#### [PROBLEM DETAILS]
Retype every line of the listing below with no changes at all.

Records in a dataset:
---+---

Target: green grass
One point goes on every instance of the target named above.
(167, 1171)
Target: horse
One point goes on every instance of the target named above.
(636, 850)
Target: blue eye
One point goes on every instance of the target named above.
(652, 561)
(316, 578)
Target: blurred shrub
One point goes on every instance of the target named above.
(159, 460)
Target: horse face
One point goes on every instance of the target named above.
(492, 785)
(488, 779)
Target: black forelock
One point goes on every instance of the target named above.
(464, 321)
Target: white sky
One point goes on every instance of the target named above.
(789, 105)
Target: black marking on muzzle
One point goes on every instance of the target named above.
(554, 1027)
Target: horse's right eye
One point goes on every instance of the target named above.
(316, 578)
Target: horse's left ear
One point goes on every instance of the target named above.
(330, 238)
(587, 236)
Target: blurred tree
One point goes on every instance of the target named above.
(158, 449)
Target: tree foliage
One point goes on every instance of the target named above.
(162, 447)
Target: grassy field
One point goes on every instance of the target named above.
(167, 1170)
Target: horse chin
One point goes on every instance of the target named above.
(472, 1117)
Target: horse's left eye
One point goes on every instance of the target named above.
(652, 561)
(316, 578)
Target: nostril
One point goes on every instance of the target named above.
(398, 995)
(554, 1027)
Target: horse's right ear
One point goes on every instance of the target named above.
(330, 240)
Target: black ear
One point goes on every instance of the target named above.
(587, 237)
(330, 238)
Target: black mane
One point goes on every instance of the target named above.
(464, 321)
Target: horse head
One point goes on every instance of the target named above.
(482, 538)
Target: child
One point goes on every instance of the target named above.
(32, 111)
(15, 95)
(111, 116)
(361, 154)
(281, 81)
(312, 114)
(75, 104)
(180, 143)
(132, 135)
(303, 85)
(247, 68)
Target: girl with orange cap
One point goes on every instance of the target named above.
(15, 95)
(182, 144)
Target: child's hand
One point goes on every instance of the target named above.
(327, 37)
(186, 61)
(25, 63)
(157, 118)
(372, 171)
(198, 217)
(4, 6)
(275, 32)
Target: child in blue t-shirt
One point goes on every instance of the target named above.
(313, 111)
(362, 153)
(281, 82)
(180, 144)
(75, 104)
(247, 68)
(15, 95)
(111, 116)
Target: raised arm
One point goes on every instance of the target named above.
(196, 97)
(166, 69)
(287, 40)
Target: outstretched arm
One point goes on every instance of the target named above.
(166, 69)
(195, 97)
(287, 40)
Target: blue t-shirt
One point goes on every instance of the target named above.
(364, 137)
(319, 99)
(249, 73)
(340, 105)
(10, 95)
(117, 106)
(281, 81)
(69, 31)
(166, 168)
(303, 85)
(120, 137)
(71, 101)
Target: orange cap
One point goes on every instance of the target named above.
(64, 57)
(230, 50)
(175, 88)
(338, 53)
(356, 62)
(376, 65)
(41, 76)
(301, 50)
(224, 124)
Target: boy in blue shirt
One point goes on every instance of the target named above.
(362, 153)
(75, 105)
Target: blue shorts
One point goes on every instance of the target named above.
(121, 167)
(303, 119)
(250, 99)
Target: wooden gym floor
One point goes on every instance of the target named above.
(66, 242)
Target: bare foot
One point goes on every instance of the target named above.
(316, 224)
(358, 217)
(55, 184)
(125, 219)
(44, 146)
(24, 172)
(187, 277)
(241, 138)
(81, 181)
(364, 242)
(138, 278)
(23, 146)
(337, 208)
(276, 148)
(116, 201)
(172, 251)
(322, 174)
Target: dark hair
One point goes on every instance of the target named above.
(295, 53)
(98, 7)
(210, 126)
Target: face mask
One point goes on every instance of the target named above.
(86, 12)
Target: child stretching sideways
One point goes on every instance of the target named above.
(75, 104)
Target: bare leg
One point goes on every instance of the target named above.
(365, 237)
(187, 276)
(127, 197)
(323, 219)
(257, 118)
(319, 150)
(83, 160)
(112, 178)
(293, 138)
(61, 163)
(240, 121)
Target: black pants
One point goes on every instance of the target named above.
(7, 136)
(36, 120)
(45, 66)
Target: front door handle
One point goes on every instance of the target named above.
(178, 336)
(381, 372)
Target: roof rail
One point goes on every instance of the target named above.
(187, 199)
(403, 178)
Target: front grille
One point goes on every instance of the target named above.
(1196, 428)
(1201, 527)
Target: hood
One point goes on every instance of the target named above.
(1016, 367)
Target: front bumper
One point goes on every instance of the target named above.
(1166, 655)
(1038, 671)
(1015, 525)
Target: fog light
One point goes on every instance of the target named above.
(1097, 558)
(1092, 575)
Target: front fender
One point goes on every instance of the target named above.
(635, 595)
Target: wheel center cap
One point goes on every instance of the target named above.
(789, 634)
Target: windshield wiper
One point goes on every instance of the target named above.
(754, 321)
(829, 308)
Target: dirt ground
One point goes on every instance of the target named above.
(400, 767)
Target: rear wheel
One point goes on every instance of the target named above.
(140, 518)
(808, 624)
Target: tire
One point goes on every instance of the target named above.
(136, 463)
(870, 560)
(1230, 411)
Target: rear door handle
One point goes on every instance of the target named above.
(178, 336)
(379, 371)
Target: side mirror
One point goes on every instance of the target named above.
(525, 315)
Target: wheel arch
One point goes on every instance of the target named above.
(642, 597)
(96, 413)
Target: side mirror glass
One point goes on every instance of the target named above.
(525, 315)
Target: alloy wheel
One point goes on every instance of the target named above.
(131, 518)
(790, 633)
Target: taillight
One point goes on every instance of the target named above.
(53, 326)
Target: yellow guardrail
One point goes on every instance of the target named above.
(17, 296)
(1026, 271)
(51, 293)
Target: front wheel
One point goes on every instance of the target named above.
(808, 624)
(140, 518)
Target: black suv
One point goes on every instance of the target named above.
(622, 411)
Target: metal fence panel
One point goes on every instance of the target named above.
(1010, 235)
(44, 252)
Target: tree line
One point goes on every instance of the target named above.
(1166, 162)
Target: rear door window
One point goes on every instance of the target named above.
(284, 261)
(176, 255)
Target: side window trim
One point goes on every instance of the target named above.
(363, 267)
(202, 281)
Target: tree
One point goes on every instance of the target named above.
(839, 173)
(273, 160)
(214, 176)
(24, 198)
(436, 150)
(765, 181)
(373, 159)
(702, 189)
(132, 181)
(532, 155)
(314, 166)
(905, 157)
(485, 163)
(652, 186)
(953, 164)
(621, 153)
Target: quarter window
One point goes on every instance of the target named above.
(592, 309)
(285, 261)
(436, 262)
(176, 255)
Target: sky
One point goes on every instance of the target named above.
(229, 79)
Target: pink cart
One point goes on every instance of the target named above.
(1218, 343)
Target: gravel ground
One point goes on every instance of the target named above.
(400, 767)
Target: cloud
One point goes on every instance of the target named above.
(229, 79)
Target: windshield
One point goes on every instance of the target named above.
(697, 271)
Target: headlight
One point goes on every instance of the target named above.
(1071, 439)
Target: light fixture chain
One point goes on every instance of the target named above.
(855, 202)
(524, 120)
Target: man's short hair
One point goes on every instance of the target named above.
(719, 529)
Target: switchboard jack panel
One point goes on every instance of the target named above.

---+---

#### [RESULT OF THIS EXERCISE]
Target: green grass
One point goes on every instance of the target named above.
(167, 1171)
Target: horse
One point goes on every instance of the target named above.
(636, 850)
Target: blue eye
One point goes on every instance of the target named above.
(652, 561)
(316, 578)
Target: blurred shrub
One point goes on every instance of the target named above.
(159, 460)
Target: horse face
One point goes on every instance of the target named above.
(492, 785)
(488, 779)
Target: black forelock
One point goes on every instance of the target named above.
(464, 321)
Target: white sky
One point goes on every instance of the target named above.
(789, 105)
Target: black marking on muzzle
One point goes on every instance of the target named above.
(554, 1027)
Target: horse's right eye
One point goes on every instance of the target named above.
(316, 578)
Target: horse's left ear
One point goes on every instance of the target named above.
(330, 238)
(587, 236)
Target: blurred tree
One point goes on every instance of the target named above.
(158, 449)
Target: tree foliage
One point goes on every instance of the target named above.
(162, 447)
Target: grassy field
One point goes on every instance of the target named above.
(167, 1170)
Target: horse chin
One point goes on every instance of the target named above.
(472, 1117)
Target: horse's left eye
One point goes on every instance of the target named above.
(652, 561)
(316, 578)
Target: nostril
One point goes on every instance of the target named above.
(398, 995)
(554, 1027)
Target: horse's right ear
One point goes on every instance of the target named above.
(330, 240)
Target: black ear
One point goes on every instance of the target named above.
(587, 237)
(330, 238)
Target: black mane
One point goes on every instance of the target named above.
(464, 321)
Target: horse head
One point goes on every instance of the target named above.
(482, 538)
Target: child
One point goes on every instance of the target named above.
(32, 111)
(15, 95)
(111, 116)
(361, 154)
(281, 81)
(312, 114)
(75, 104)
(180, 143)
(132, 135)
(303, 85)
(247, 68)
Target: girl with orange cap
One point goes on every instance of the target named above.
(15, 95)
(182, 144)
Target: child's hand
One point goes on every instance of the target named above.
(327, 37)
(186, 61)
(25, 63)
(157, 118)
(372, 171)
(198, 217)
(4, 6)
(275, 32)
Target: child in blue t-shirt
One point goes on every instance of the target named above.
(313, 111)
(362, 153)
(281, 82)
(180, 144)
(75, 104)
(247, 68)
(15, 95)
(111, 116)
Target: raised arm
One point goes on every instance of the target named above.
(196, 97)
(166, 69)
(287, 40)
Target: outstretched arm
One point goes on every instance of the target named above.
(166, 69)
(195, 97)
(287, 40)
Target: blue t-shirt
One point goes on every instance of the target named above.
(364, 137)
(319, 99)
(249, 73)
(340, 105)
(10, 95)
(117, 106)
(281, 81)
(69, 31)
(166, 168)
(303, 85)
(120, 137)
(71, 101)
Target: orange cap
One point goes on every instance of the target named above.
(64, 57)
(230, 50)
(175, 88)
(338, 53)
(356, 62)
(376, 65)
(41, 76)
(301, 50)
(224, 124)
Target: boy in blue shirt
One point goes on every instance of the target named above.
(362, 153)
(75, 105)
Target: blue shorts
One point goes on every instance of the target named above.
(121, 167)
(303, 119)
(250, 99)
Target: wooden gym floor
One point goes on every instance of the target named above.
(66, 242)
Target: bare foot
One point goes on every instance of the target named above.
(316, 224)
(358, 217)
(55, 184)
(125, 219)
(44, 146)
(24, 172)
(187, 277)
(241, 138)
(81, 181)
(364, 242)
(138, 278)
(23, 146)
(337, 208)
(276, 148)
(116, 201)
(172, 251)
(322, 174)
Target: dark hair
One point goes on every instance of the target named above.
(295, 53)
(98, 7)
(210, 126)
Target: face mask
One point goes on every instance of the target named above.
(86, 12)
Target: child stretching sideways
One point goes on every instance of the target named above.
(75, 104)
Target: bare leg
One point goes on every instance of the target named above.
(365, 237)
(187, 276)
(127, 197)
(323, 219)
(257, 118)
(319, 150)
(83, 160)
(112, 178)
(293, 138)
(61, 163)
(240, 121)
Target: black pants
One point goes on every instance of the target named above.
(7, 136)
(36, 120)
(45, 66)
Target: front door handle
One point goes on every instance of the target named above.
(178, 336)
(381, 372)
Target: roof rail
One point goes on every instance of the target named above.
(187, 199)
(403, 178)
Target: front grille
One point goes on every instance of the target named above.
(1196, 428)
(1201, 527)
Target: hood
One point goes on every instance of the target named above.
(1016, 367)
Target: front bumper
One point goes on every instance of the target named above.
(1166, 655)
(1038, 671)
(1015, 525)
Target: fog light
One point goes on every instance of the target named above.
(1097, 558)
(1092, 575)
Target: front fender
One point goes on every instance of the target named above.
(635, 595)
Target: wheel center cap
One point goes on every instance of the target named above.
(789, 634)
Target: windshield wiper
One point goes on every instance of the target named above.
(754, 321)
(829, 308)
Target: dirt ground
One point goes on every instance of the target named above.
(400, 767)
Target: rear wheel
One point goes on every instance of the target named above.
(140, 518)
(808, 624)
Target: tire
One point goes on every instance of the target named above.
(136, 463)
(870, 560)
(1230, 411)
Target: rear door handle
One point goes on every instance of the target named above.
(178, 336)
(379, 371)
Target: side mirror
One point goes on every instance of the target named above.
(525, 315)
Target: wheel arch
One point goes on every instance of the target named above.
(642, 597)
(96, 413)
Target: side mirror glass
One point goes on every instance of the target named above.
(525, 315)
Target: alloy wheel
One point goes on every instance of the target named above.
(131, 518)
(790, 633)
Target: taillight
One point goes on every instance of the target named above.
(53, 326)
Target: yellow guardrail
One point goes on every instance of the target named above.
(17, 296)
(1026, 271)
(51, 293)
Target: front wheel
One point goes on every instance of the target named above.
(808, 624)
(140, 518)
Target: black suv
One point goes on every instance of the target named above.
(622, 411)
Target: metal fence panel
One point goes on every instance of the target named above.
(1010, 235)
(44, 252)
Target: tree line
One point goes on every instance of the target named above.
(1166, 162)
Target: rear door window
One point goes on every instance of the target named above.
(284, 261)
(176, 255)
Target: side window trim
One point goes on every instance of the target named above.
(363, 267)
(202, 281)
Target: tree
One point goes on every instance of the target named above.
(839, 173)
(273, 160)
(214, 176)
(24, 198)
(436, 150)
(765, 181)
(373, 159)
(702, 189)
(132, 181)
(532, 155)
(314, 166)
(905, 157)
(485, 163)
(652, 186)
(953, 164)
(621, 153)
Target: quarter window
One point goes on every instance of the target named above.
(592, 309)
(285, 261)
(436, 262)
(176, 255)
Target: sky
One point goes on every instance of the target named above.
(229, 79)
Target: pink cart
One point goes on every instance of the target named above.
(1218, 343)
Target: gravel ground
One point goes on every instance of the target named above.
(400, 767)
Target: cloud
One point goes on every instance of the target named above.
(229, 79)
Target: windshield
One point goes on every instance of the target named above.
(697, 271)
Target: headlight
One point goes on every instance of the target named above.
(1071, 439)
Target: light fixture chain
One point goes on every instance of the target named above.
(855, 202)
(524, 120)
Target: man's short hair
One point goes on every instance of the target named above.
(719, 529)
Target: switchboard jack panel
One point goes on every instance of the target named above.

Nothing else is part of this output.